Start of Source passage

It is not the strongest species that survive, nor the most intelligent, but the most responsive to change. – Charles Darwin
Imagine, if you will for a moment, that you’re a dinosaur. Specifically, a late cretaceous era one —any species you like. I tend to envision myself a triceratops. It’s about 66 million years ago (give or take an epoch or two) and animals like you have dominated the world for over 100 million years—not that you’ve been keeping track. New species of dinosaurs slowly arise while others disappear. Change comes gradually. Until one fateful day, seemingly like any other, you’re just minding your own business when you notice a ball of fire from space suddenly slicing through the sky. It smashes into the Yucatan Peninsula in what would (much) later be Mexico. A cloud of smoke as high as the sky bursts upward. And suddenly, in a moment, the world as you’ve known it has changed forever.
Now think about the experience of working in urgent care in 2020. Feels about the same, doesn’t it?
You may recall from your undergraduate biology course the terms gradualism and punctuated equilibrium. These are the two ways in which biologists describe evolution unfolding. When the world is relatively stable, the process of natural selection leads to slow, progressive changes over many generations. This is gradualism. However, sometimes the world suddenly changes and in a dramatic fashion. When this occurs, evolution picks up the pace.

End of Source passage

Complete the following
(A) Copy the stretch of the dinosaur passage from "Now think about" through "up the pace.", swapping "urgent care" for "emergency medicine".
(B) Name every quality the opening quotation of the dinosaur passage attributes to species.
Work from this passage alone, without drawing on outside knowledge.

Start of Data under study

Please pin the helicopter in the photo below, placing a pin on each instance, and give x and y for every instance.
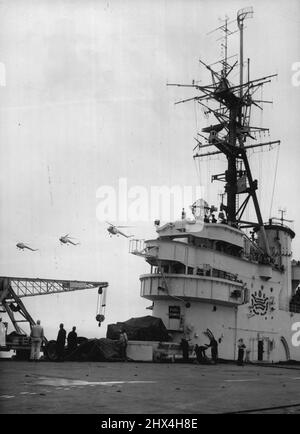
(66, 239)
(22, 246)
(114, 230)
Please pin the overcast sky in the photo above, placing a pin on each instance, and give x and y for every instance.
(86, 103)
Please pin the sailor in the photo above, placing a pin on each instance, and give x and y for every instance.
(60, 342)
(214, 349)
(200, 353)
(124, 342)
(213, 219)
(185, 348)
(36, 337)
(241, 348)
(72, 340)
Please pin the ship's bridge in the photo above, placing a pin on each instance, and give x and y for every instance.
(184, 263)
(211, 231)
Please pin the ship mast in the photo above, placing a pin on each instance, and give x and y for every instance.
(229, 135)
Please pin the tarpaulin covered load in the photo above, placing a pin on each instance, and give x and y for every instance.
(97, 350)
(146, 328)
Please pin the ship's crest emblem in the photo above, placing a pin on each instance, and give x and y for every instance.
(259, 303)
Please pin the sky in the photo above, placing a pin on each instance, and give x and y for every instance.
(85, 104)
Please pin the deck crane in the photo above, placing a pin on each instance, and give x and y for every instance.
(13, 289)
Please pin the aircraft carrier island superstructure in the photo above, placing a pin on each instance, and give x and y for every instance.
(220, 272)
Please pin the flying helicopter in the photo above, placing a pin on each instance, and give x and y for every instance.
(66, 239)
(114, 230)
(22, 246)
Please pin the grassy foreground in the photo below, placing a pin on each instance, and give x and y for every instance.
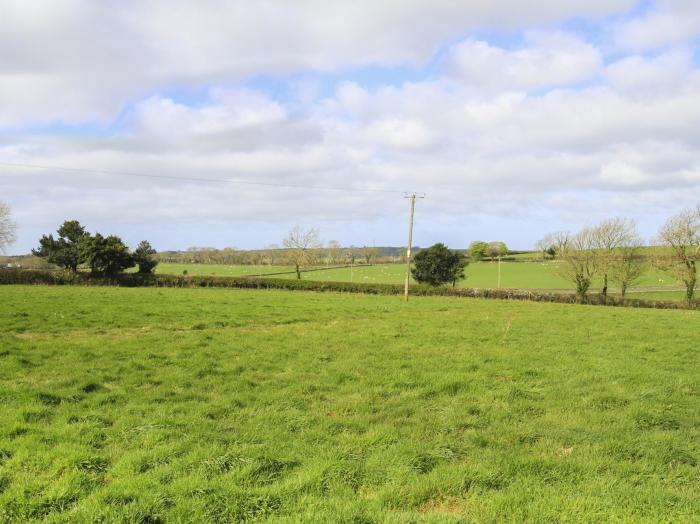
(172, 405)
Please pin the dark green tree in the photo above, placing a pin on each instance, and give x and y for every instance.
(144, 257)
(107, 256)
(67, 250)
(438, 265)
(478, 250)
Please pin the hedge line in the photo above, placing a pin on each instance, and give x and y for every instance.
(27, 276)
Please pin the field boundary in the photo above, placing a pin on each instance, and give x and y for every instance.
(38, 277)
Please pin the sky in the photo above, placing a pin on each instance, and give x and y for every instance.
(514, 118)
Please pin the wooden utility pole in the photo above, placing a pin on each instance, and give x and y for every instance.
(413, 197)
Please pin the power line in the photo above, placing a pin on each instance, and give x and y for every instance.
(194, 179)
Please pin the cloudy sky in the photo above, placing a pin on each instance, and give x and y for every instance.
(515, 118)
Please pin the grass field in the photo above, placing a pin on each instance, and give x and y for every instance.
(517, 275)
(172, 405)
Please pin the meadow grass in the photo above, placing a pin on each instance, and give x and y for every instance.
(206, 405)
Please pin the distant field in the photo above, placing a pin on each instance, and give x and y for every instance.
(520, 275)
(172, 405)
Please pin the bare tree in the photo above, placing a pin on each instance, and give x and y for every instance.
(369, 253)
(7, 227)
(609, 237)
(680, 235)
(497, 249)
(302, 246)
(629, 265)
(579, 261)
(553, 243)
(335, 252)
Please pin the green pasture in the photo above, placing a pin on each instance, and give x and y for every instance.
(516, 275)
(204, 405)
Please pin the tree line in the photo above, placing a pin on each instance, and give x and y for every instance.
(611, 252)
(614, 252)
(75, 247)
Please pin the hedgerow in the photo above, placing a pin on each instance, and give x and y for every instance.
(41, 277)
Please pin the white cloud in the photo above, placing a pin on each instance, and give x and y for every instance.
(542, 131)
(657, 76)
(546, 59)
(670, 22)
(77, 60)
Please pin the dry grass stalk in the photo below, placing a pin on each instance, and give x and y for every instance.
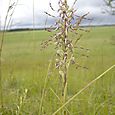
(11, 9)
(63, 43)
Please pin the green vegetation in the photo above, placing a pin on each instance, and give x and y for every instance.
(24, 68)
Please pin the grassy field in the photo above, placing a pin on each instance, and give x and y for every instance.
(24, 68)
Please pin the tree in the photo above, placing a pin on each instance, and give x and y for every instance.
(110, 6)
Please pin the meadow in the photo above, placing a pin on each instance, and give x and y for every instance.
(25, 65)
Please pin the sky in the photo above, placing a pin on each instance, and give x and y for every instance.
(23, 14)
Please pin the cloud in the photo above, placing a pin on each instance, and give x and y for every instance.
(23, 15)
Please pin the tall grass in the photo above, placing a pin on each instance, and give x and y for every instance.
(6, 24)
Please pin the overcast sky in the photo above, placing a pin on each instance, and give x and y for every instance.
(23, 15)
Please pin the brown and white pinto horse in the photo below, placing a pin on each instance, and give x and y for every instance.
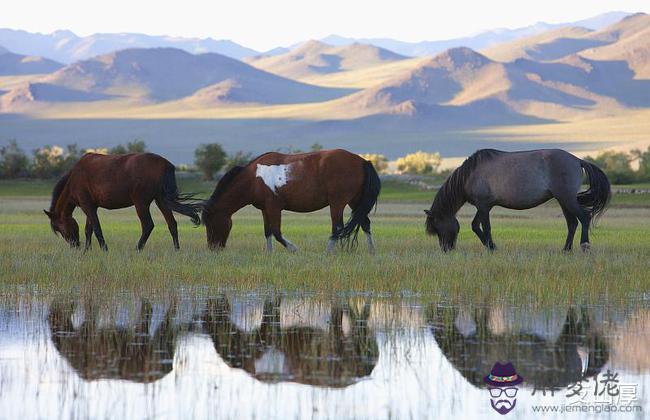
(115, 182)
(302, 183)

End of Data under study

Answer section
(A)
Now think about the experience of working in emergency medicine in 2020. Feels about the same, doesn’t it?
You may recall from your undergraduate biology course the terms gradualism and punctuated equilibrium. These are the two ways in which biologists describe evolution unfolding. When the world is relatively stable, the process of natural selection leads to slow, progressive changes over many generations. This is gradualism. However, sometimes the world suddenly changes and in a dramatic fashion. When this occurs, evolution picks up the pace.

(B) strongest, most intelligent, most responsive to change